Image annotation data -
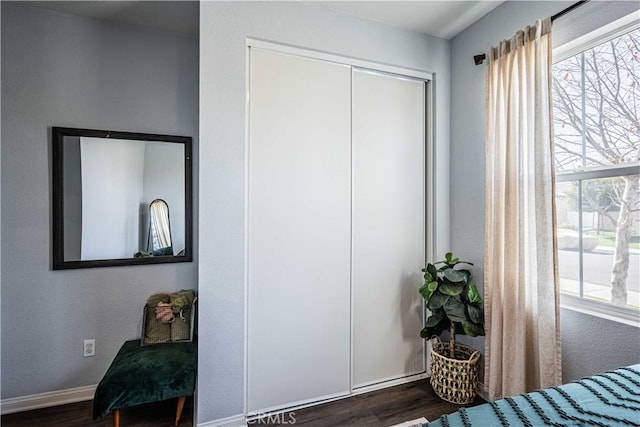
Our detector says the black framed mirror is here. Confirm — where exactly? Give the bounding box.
[52,127,193,270]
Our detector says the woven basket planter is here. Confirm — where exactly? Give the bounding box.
[431,342,480,405]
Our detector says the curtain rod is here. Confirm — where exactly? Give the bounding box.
[473,0,590,65]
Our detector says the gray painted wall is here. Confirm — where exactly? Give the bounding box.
[1,2,198,399]
[450,1,640,381]
[197,2,450,423]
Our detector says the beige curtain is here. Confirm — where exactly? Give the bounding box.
[484,18,562,399]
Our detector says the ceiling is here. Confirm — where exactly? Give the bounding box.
[29,0,503,39]
[329,0,503,39]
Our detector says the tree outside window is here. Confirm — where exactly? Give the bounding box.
[553,27,640,310]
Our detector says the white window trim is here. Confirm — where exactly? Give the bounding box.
[553,12,640,328]
[560,294,640,328]
[553,12,640,64]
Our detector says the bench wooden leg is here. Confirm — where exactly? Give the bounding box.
[113,409,120,427]
[175,396,187,427]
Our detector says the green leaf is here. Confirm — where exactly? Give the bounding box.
[427,281,438,292]
[462,320,484,337]
[418,283,433,301]
[444,268,467,283]
[467,304,484,323]
[427,291,449,311]
[467,283,482,304]
[438,280,464,297]
[444,298,467,322]
[425,310,445,327]
[427,264,438,280]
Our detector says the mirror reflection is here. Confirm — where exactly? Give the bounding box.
[54,128,191,269]
[147,199,173,256]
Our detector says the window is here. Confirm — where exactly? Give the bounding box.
[553,18,640,324]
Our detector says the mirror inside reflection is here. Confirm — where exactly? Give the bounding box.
[54,128,191,268]
[147,199,173,256]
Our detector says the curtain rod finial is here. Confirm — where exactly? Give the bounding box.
[473,53,487,65]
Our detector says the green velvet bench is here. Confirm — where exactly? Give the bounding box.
[93,340,197,427]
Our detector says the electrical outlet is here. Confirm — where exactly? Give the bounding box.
[82,340,96,357]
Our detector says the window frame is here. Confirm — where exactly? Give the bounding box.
[552,13,640,328]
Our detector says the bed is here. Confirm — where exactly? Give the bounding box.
[423,364,640,427]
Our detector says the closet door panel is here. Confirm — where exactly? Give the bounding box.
[352,69,425,388]
[247,49,351,412]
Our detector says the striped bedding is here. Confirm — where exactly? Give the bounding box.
[424,364,640,427]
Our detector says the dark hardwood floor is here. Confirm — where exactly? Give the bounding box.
[0,380,483,427]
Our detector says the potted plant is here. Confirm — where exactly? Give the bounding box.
[419,252,484,404]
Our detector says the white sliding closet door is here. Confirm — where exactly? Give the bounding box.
[352,69,425,388]
[247,48,351,412]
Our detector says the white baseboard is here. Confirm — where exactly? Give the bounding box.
[0,385,97,415]
[198,415,247,427]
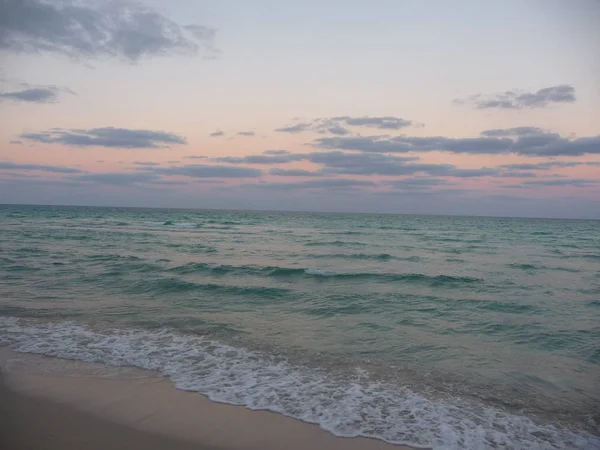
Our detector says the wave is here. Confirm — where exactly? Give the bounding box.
[304,241,368,247]
[0,316,600,450]
[162,263,484,287]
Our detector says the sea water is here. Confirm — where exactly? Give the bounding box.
[0,205,600,449]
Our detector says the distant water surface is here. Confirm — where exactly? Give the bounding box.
[0,206,600,449]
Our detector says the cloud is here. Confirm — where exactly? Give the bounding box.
[454,84,576,109]
[275,116,413,136]
[0,0,217,62]
[150,164,263,178]
[212,153,306,164]
[72,172,160,186]
[331,116,413,130]
[275,123,311,133]
[498,161,591,170]
[132,161,160,167]
[306,151,499,178]
[212,151,501,178]
[502,178,600,188]
[0,88,56,103]
[383,177,457,190]
[481,127,546,137]
[521,178,600,187]
[269,168,326,177]
[0,161,83,173]
[243,178,377,190]
[263,150,290,155]
[20,127,187,149]
[497,172,537,178]
[313,127,600,156]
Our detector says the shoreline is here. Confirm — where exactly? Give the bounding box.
[0,347,411,450]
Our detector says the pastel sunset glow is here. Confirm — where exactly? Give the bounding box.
[0,0,600,219]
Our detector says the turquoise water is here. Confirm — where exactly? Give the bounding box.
[0,206,600,449]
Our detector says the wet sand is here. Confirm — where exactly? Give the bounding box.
[0,348,408,450]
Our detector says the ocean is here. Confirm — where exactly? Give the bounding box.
[0,205,600,449]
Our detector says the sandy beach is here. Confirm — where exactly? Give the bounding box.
[0,348,408,450]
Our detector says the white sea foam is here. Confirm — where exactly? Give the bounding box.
[0,316,600,450]
[304,269,336,277]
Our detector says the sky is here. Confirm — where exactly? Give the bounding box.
[0,0,600,219]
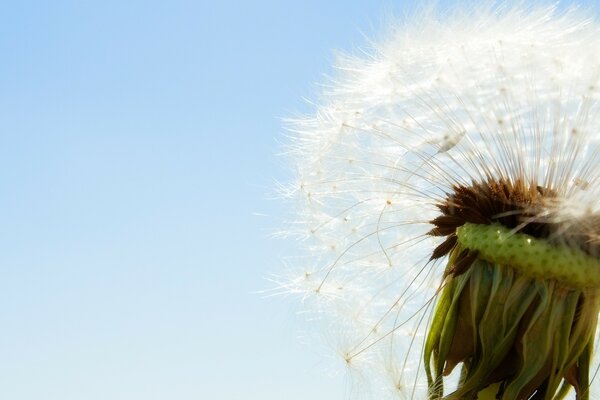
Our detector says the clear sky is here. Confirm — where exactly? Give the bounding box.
[0,0,592,400]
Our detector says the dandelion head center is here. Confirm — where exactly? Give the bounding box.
[429,180,600,288]
[424,180,600,400]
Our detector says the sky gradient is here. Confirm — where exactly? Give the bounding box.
[0,0,592,400]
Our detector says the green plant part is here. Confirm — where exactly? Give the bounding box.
[424,182,600,400]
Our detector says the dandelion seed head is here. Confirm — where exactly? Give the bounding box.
[282,1,600,399]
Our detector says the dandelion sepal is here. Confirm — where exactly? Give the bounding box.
[456,223,600,289]
[425,248,599,400]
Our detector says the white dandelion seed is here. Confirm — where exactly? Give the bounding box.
[282,6,600,400]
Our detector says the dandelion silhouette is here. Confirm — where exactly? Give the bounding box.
[282,6,600,400]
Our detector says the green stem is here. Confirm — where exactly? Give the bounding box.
[477,383,500,400]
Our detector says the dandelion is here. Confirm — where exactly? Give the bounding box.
[282,6,600,400]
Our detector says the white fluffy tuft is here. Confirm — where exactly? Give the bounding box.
[281,2,600,399]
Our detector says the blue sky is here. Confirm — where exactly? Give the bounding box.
[0,0,592,400]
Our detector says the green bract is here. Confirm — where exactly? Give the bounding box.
[456,223,600,288]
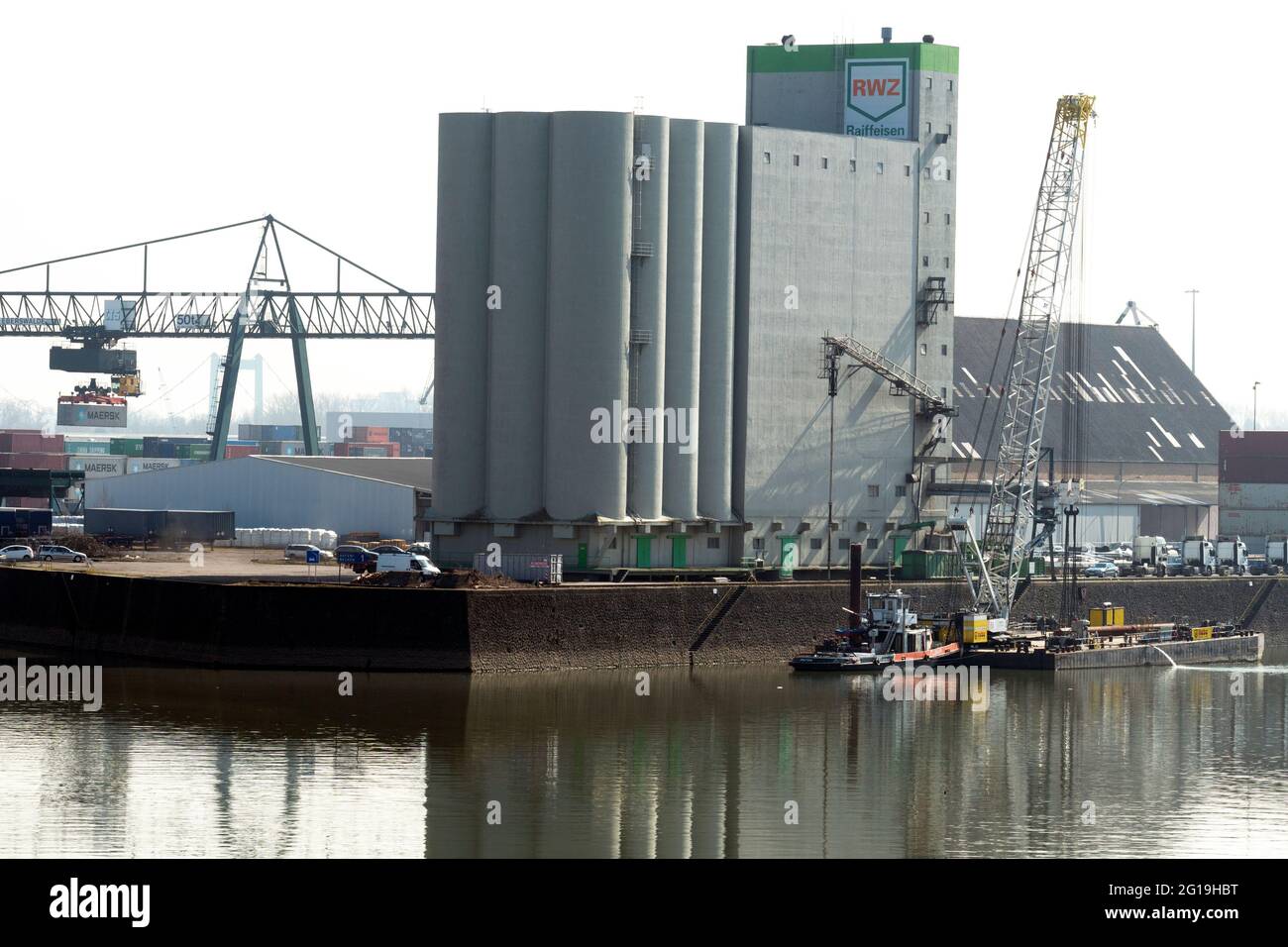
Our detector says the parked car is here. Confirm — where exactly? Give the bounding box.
[376,550,442,579]
[36,546,85,562]
[286,543,335,562]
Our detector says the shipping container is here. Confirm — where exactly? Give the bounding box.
[0,506,54,536]
[0,454,67,471]
[4,430,65,454]
[126,458,179,473]
[58,401,129,428]
[899,549,962,579]
[67,454,128,480]
[63,438,112,456]
[110,437,143,458]
[474,553,563,585]
[85,509,237,546]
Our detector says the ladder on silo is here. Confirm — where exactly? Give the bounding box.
[823,335,957,417]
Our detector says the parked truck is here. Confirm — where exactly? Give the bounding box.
[1216,536,1248,576]
[1261,535,1288,576]
[1130,536,1171,579]
[1181,536,1216,576]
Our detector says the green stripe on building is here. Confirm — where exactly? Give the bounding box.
[747,43,958,74]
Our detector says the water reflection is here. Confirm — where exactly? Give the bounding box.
[0,654,1288,857]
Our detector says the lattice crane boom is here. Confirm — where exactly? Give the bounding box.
[952,95,1095,618]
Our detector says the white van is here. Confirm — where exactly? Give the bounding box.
[376,553,441,579]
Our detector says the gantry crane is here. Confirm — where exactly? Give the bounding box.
[0,215,434,460]
[948,95,1095,633]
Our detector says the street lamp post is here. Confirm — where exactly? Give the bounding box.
[1185,290,1199,373]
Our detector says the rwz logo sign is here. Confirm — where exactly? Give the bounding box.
[845,59,909,138]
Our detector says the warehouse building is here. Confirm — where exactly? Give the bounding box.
[85,456,434,541]
[1219,428,1288,556]
[930,316,1233,544]
[433,38,958,567]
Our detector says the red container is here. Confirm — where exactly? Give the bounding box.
[9,453,67,471]
[0,428,40,454]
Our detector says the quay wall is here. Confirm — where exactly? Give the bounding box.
[0,569,1288,673]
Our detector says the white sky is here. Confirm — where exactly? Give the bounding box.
[0,0,1288,427]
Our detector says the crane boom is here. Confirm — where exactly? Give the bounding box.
[950,95,1095,618]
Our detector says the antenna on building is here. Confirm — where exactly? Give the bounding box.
[1115,299,1158,329]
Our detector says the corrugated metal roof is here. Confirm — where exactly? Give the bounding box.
[265,454,434,491]
[952,316,1233,464]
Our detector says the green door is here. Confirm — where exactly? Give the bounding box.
[890,535,909,569]
[778,536,796,579]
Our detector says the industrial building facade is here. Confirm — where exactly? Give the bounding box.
[433,38,957,567]
[1220,428,1288,556]
[947,316,1233,544]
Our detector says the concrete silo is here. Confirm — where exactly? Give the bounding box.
[545,112,635,520]
[434,113,492,517]
[662,119,703,520]
[627,115,671,519]
[698,123,738,522]
[483,112,550,519]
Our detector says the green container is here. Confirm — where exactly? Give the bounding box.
[63,438,112,456]
[899,549,962,579]
[112,437,143,458]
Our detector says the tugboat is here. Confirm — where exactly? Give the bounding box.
[789,588,962,672]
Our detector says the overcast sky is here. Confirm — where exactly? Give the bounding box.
[0,0,1288,423]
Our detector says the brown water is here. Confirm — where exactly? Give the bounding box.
[0,654,1288,857]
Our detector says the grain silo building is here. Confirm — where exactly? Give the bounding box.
[432,38,957,567]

Goal of the exercise - Retype the lines of the material above exactly as they stand, starting at the line that contains "Our detector says the quay" and ending at the line that contains "[0,0,1288,427]".

Answer to this problem -
Our detector says the quay wall is here. Confirm — where exactly? Give the bounding box.
[0,569,1288,673]
Our detector says the white sky is here. Confirm — where exactly? Give the bounding box.
[0,0,1288,427]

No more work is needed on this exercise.